What this task involves
Count the rows below that contain the string "point", and give only that number.

Records to use
* * *
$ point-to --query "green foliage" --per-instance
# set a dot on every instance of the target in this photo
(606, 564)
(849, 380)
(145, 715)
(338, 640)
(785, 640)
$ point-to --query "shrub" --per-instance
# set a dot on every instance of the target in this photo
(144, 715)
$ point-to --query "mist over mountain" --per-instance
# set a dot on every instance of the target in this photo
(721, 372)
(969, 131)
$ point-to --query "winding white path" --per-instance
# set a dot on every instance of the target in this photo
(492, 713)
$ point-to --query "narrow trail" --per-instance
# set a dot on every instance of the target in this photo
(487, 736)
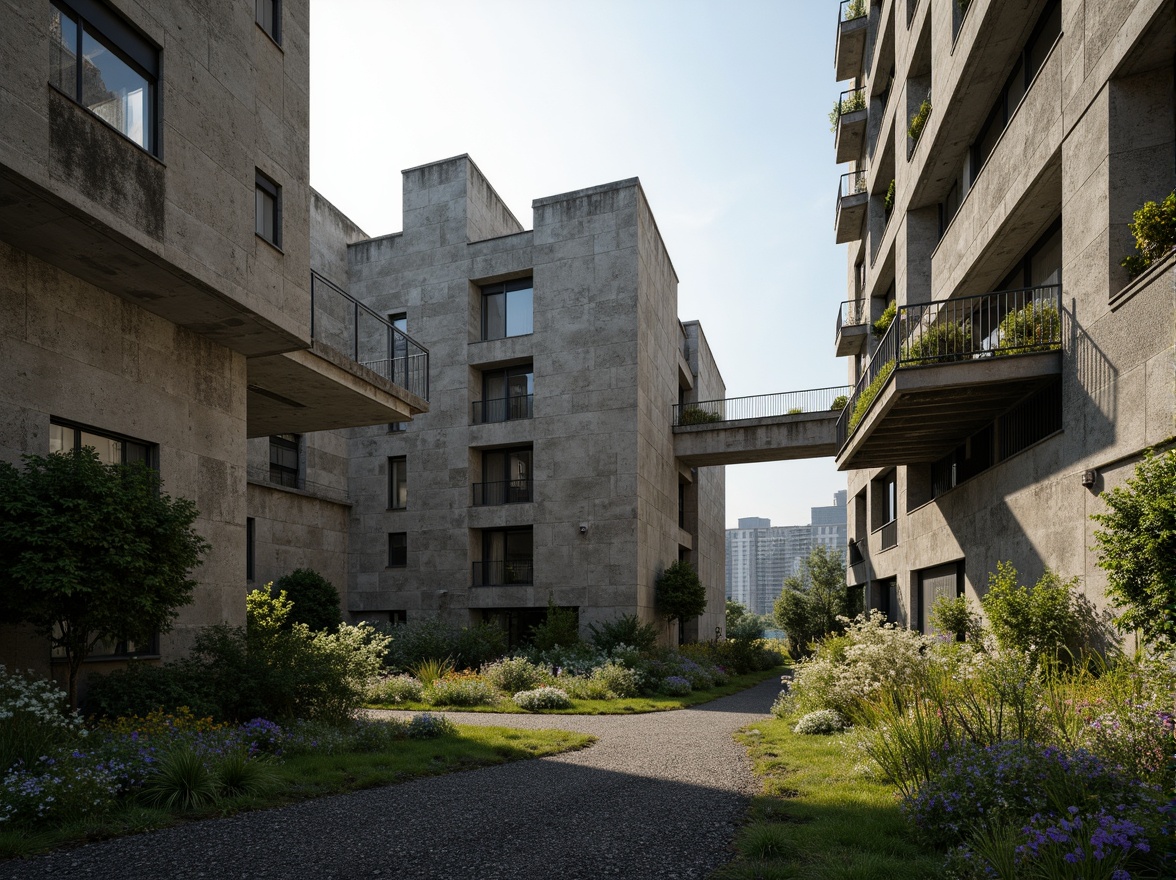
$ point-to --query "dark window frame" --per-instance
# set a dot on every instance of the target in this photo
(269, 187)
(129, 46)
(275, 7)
* * *
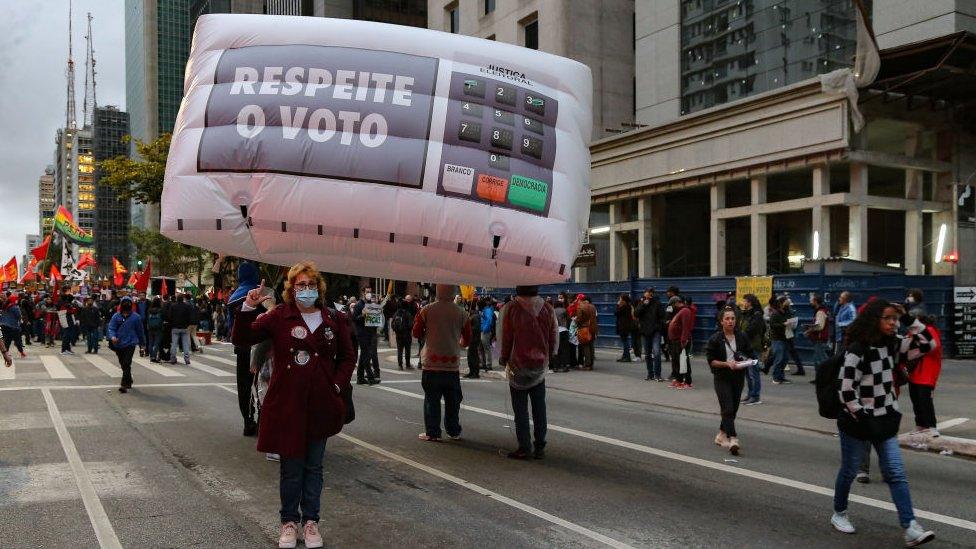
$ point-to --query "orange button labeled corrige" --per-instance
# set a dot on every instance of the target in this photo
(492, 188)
* * *
Reply
7